SOURCE EXTRACT:
+ + +
Error handling is an important and often overlooked part of the interface of functions and classes. Error handling is a heavily debated topic in C++, but often the discussions tend to focus on exceptions versus some other error mechanism. Although this is an interesting area, there are other aspects of error handling that are even more important to understand before focusing on the actual implementation of error handling. Obviously, both exceptions and error codes have been used in numerous successful software projects, and it is not uncommon to stumble upon projects that combine the two.

A fundamental aspect of error handling, regardless of programming language, is to distinguish between programming errors (also known as bugs) and runtime errors. Runtime errors can be further divided into recoverable runtime errors and unrecoverable runtime errors. An example of an unrecoverable runtime error is stack overflow (see Chapter 7, Memory Management). When an unrecoverable error occurs, the program typically terminates immediately, so there is no point in signaling these types of errors. However, some errors might be considered recoverable in one type of application but unrecoverable in others.

An edge case that often comes up when discussing recoverable and unrecoverable errors is the somewhat unfortunate behavior of the C++ standard library when running out of memory. When your program runs out of memory, this is typically unrecoverable, yet the standard library (tries) to throw a std::bad_alloc exception when this happens. We will not spend time on unrecoverable errors here, but the talk De-fragmenting C++: Making Exceptions and RTTI More Affordable and Usable by Herb Sutter ( is highly recommended if you want to dig deeper into this topic.
+ + +
TASK INSTRUCTIONS:
1. In the excerpt on C++ error handling, what is given as an example of an unrecoverable runtime error?
2. Decide whether each statement agrees with the excerpt on C++ error handling, answering yes or no and quoting the words that settle it: (a) Runtime errors can be split into recoverable and unrecoverable ones. (b) Projects that use both exceptions and error codes are rare. (c) When memory runs out, the C++ standard library tries to return an error code.
3. Reproduce the excerpt on C++ error handling from "A fundamental aspect" up to and including "unrecoverable in others.".

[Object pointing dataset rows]
+ + +
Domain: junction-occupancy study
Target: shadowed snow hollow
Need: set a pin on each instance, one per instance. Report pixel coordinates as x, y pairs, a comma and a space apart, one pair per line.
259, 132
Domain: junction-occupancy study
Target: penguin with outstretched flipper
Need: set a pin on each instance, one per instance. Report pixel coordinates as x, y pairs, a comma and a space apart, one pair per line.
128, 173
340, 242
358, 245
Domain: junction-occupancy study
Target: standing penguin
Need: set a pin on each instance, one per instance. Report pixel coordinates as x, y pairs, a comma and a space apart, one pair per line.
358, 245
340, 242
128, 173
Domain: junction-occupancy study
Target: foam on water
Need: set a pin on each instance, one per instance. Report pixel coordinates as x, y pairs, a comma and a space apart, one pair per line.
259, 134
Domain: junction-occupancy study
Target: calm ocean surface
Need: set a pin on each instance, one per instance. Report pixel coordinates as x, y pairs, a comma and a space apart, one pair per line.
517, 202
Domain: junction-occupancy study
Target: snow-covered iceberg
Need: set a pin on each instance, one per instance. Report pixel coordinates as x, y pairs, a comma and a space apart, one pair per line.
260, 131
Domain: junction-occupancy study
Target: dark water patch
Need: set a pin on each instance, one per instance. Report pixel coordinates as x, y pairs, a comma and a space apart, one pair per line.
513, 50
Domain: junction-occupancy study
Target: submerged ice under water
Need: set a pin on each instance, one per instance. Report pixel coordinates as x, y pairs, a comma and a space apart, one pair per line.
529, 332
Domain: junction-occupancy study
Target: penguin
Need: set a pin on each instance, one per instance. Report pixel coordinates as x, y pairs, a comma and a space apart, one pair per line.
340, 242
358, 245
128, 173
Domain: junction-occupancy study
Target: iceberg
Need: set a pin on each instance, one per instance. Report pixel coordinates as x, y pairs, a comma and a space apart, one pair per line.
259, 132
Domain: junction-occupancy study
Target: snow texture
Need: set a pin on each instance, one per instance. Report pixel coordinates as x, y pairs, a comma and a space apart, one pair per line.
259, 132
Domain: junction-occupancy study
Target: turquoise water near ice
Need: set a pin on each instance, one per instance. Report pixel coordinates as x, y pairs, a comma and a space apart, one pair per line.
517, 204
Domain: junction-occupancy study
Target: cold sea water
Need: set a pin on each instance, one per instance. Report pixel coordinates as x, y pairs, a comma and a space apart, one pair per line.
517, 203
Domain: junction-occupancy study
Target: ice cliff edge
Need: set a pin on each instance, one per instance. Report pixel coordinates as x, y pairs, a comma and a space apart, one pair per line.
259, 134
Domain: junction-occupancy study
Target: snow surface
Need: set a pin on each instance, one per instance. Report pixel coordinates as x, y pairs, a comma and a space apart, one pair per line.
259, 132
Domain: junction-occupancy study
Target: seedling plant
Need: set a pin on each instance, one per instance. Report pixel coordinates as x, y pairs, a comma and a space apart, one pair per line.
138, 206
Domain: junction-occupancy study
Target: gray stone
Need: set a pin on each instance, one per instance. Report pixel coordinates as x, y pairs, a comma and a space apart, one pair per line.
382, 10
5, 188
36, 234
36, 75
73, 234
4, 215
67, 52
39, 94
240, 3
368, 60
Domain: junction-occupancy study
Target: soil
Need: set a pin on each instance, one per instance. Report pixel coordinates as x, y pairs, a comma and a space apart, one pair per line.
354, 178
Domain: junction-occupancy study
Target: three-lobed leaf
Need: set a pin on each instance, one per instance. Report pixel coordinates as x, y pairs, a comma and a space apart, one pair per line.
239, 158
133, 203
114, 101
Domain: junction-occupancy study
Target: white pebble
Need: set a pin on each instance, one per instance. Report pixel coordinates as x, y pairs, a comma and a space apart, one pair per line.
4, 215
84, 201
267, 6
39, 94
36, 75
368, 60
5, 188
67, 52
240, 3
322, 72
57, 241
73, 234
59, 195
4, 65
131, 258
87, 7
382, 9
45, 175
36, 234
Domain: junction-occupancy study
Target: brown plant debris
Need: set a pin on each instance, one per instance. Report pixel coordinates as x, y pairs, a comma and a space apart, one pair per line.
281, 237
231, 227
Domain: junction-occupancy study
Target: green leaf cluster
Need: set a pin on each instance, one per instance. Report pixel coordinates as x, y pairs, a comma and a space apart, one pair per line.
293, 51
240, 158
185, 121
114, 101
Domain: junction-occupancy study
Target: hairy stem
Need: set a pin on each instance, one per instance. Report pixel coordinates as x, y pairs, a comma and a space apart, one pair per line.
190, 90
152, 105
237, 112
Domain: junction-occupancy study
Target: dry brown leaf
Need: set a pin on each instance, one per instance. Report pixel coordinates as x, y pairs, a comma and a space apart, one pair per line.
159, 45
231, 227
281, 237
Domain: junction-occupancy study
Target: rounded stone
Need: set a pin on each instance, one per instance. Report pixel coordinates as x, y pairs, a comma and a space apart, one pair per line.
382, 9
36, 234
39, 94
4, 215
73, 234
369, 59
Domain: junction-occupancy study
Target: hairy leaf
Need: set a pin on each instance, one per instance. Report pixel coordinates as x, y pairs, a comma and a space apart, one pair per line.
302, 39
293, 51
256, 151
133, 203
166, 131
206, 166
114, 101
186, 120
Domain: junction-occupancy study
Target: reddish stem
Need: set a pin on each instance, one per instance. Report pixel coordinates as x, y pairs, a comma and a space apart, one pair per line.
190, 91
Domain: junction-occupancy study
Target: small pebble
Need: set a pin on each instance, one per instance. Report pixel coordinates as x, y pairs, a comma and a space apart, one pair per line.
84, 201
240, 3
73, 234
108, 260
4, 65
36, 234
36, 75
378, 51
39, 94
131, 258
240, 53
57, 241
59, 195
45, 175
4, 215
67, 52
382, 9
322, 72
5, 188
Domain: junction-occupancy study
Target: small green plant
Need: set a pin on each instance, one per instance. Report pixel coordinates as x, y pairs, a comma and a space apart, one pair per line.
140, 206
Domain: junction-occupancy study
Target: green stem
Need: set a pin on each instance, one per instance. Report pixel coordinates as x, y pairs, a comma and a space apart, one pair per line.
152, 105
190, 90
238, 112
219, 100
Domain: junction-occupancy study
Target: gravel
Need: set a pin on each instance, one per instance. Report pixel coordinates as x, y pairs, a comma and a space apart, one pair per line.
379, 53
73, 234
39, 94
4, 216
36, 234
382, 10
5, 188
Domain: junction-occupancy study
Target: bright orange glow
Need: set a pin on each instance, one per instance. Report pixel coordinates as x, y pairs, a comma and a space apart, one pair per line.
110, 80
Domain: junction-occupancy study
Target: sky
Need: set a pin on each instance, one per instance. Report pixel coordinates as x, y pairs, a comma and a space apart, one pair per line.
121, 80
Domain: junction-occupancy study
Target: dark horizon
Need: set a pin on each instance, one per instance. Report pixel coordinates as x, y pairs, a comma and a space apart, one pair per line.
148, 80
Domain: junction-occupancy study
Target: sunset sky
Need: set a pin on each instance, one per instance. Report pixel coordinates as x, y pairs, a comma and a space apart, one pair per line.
+ + +
SOLUTIONS PER TASK:
1. Stack overflow.

2.
(a) Yes: "Runtime errors can be further divided into recoverable runtime errors and unrecoverable runtime errors."
(b) No: "it is not uncommon to stumble upon projects that combine the two."
(c) No: "the standard library (tries) to throw a std::bad_alloc exception when this happens."

3.
A fundamental aspect of error handling, regardless of programming language, is to distinguish between programming errors (also known as bugs) and runtime errors. Runtime errors can be further divided into recoverable runtime errors and unrecoverable runtime errors. An example of an unrecoverable runtime error is stack overflow (see Chapter 7, Memory Management). When an unrecoverable error occurs, the program typically terminates immediately, so there is no point in signaling these types of errors. However, some errors might be considered recoverable in one type of application but unrecoverable in others.